▶ _PROBLEM DESCRIPTION_
Pictures aside, quote the whole listing exactly.

▼▼▼

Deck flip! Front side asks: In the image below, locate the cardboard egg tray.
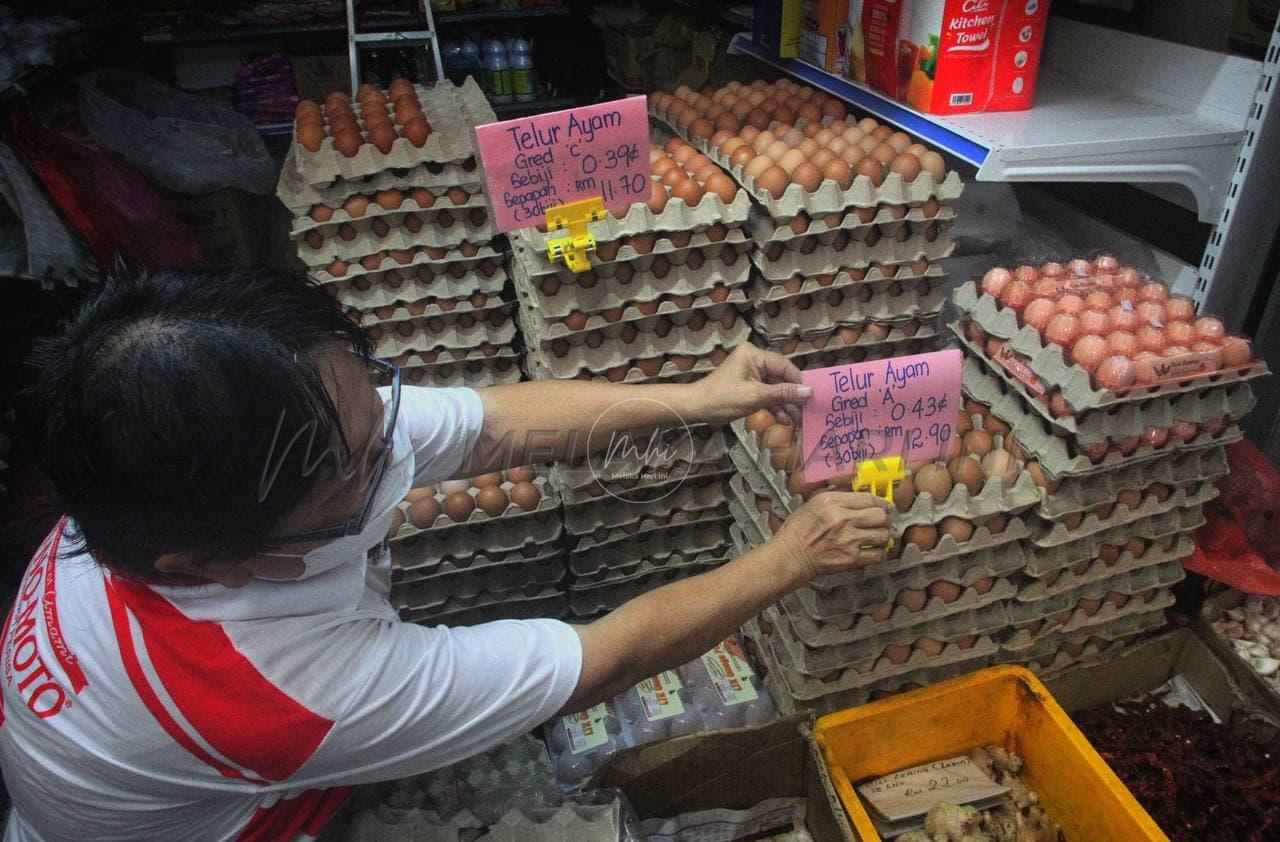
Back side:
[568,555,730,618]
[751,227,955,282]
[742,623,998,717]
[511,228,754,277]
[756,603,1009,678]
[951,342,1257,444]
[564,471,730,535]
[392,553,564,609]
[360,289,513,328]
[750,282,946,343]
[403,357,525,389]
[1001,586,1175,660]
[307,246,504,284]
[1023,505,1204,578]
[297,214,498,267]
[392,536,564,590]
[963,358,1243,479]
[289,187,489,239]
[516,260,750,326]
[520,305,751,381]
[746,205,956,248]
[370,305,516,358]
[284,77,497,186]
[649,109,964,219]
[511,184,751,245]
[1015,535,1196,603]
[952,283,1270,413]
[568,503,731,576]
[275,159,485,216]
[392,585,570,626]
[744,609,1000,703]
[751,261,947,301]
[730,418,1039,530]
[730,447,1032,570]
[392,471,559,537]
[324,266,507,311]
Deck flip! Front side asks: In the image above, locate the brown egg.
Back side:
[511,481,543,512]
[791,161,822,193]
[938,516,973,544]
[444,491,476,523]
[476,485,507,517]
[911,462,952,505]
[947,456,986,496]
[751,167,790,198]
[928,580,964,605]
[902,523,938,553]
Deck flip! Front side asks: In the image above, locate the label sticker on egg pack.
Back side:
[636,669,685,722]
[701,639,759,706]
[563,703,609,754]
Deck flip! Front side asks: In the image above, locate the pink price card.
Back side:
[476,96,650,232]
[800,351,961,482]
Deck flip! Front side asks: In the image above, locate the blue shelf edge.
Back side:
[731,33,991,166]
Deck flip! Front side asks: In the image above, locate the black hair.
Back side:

▲▲▲

▶ _EXERCISE RESPONSE_
Deck flip! Front side asks: In the image below, locate the cardboard egg tray.
Back side:
[568,555,730,618]
[751,227,955,282]
[742,623,998,717]
[511,228,754,277]
[756,603,1009,678]
[951,342,1257,444]
[564,471,730,535]
[392,553,564,609]
[360,289,513,328]
[750,282,946,343]
[403,357,525,389]
[1001,586,1175,660]
[307,246,504,284]
[1023,505,1204,578]
[297,214,498,267]
[392,536,564,590]
[963,358,1243,479]
[289,187,489,239]
[516,260,750,326]
[520,305,751,381]
[746,205,956,248]
[370,305,516,358]
[284,77,497,186]
[649,109,964,219]
[511,184,751,245]
[1015,535,1196,603]
[952,283,1270,413]
[568,503,731,576]
[275,159,485,216]
[392,585,570,626]
[744,609,1000,703]
[751,261,947,301]
[730,418,1039,530]
[730,447,1032,570]
[392,471,559,537]
[324,266,507,311]
Deck flip! Front side asks: In the image above, locate the brown egg.
Back side:
[511,481,543,512]
[791,161,822,193]
[938,516,973,544]
[444,491,476,523]
[476,485,507,517]
[911,462,952,505]
[947,456,986,496]
[751,167,790,198]
[928,580,964,605]
[902,523,938,553]
Deck flip! Front side asks: In the image above, locate the label sticker on egg pack.
Back side:
[636,669,685,722]
[701,639,759,706]
[563,703,609,754]
Deck flip! Front side asks: In the image above, locate the pink price card.
Back side:
[476,96,650,232]
[800,351,961,482]
Deck flip! Front side asks: In the image above, locate the blue shelf edge.
Back side:
[731,33,991,166]
Deck flip! Front side asks: In the image above, locate the black hair.
Back side:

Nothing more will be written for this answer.